**Activity**
From the items, pick out every line that contains the string "evenodd" and copy each of those lines.

**Records supplied**
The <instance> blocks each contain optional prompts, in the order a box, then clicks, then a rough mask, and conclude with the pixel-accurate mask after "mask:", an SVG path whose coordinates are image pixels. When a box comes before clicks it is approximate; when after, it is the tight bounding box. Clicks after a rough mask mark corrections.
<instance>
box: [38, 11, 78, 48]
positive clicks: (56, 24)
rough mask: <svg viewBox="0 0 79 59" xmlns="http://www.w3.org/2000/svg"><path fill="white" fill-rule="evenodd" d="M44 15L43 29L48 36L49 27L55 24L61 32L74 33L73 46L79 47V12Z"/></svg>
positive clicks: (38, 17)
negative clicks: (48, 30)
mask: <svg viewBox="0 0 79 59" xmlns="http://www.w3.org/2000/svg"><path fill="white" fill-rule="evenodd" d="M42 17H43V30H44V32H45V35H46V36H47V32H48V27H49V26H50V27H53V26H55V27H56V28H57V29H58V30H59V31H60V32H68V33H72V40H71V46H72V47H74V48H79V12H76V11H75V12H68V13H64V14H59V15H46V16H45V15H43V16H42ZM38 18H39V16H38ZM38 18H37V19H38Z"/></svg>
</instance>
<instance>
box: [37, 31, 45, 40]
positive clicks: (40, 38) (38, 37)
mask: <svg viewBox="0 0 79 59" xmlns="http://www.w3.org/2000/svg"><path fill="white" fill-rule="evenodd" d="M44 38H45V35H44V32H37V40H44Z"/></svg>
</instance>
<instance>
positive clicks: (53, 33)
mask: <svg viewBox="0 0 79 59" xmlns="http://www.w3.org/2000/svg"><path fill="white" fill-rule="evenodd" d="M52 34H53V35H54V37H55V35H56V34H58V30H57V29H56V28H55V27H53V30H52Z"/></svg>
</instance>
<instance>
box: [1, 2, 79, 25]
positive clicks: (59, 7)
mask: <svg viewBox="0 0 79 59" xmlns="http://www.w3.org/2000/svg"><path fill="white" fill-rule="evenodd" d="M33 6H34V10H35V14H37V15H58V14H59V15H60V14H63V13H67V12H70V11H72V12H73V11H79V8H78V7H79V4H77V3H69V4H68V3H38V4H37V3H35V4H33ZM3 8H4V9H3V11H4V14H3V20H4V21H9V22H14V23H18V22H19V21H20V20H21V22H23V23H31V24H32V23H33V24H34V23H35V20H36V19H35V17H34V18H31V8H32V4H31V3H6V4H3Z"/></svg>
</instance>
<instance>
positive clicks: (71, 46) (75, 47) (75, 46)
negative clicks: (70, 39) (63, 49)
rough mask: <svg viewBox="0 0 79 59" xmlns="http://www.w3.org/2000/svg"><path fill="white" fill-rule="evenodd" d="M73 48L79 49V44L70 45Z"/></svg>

**Finished task**
rough mask: <svg viewBox="0 0 79 59" xmlns="http://www.w3.org/2000/svg"><path fill="white" fill-rule="evenodd" d="M44 15L43 29L48 36L49 27L55 24L61 32L74 33L73 46L79 47V12Z"/></svg>
mask: <svg viewBox="0 0 79 59" xmlns="http://www.w3.org/2000/svg"><path fill="white" fill-rule="evenodd" d="M42 17H43V30H44V32H45V35H46V36H47V32H48V27H49V26H50V27H53V26H55V27H56V28H57V29H58V30H59V31H60V32H68V33H72V40H71V46H72V47H74V48H79V12H76V11H75V12H68V13H64V14H59V15H46V16H45V15H43V16H42ZM38 18H39V16H38ZM38 18H37V19H38Z"/></svg>
mask: <svg viewBox="0 0 79 59" xmlns="http://www.w3.org/2000/svg"><path fill="white" fill-rule="evenodd" d="M44 38H45V35H44V32H37V40H44Z"/></svg>
mask: <svg viewBox="0 0 79 59" xmlns="http://www.w3.org/2000/svg"><path fill="white" fill-rule="evenodd" d="M52 34H53V35H54V37H55V35H56V34H58V30H57V29H56V28H55V27H53V30H52Z"/></svg>
mask: <svg viewBox="0 0 79 59" xmlns="http://www.w3.org/2000/svg"><path fill="white" fill-rule="evenodd" d="M33 6H34V10H35V14H37V15H58V14H59V15H60V14H63V13H67V12H70V11H72V12H73V11H79V8H78V7H79V4H77V3H69V4H68V3H38V4H37V3H35V4H33ZM3 8H4V9H3V11H4V14H3V20H4V21H9V22H14V23H18V22H19V21H20V20H21V22H23V23H31V24H32V23H33V24H34V23H35V20H36V19H35V17H34V18H31V8H32V4H31V3H6V4H3Z"/></svg>
rough mask: <svg viewBox="0 0 79 59" xmlns="http://www.w3.org/2000/svg"><path fill="white" fill-rule="evenodd" d="M73 48L79 49V44L70 45Z"/></svg>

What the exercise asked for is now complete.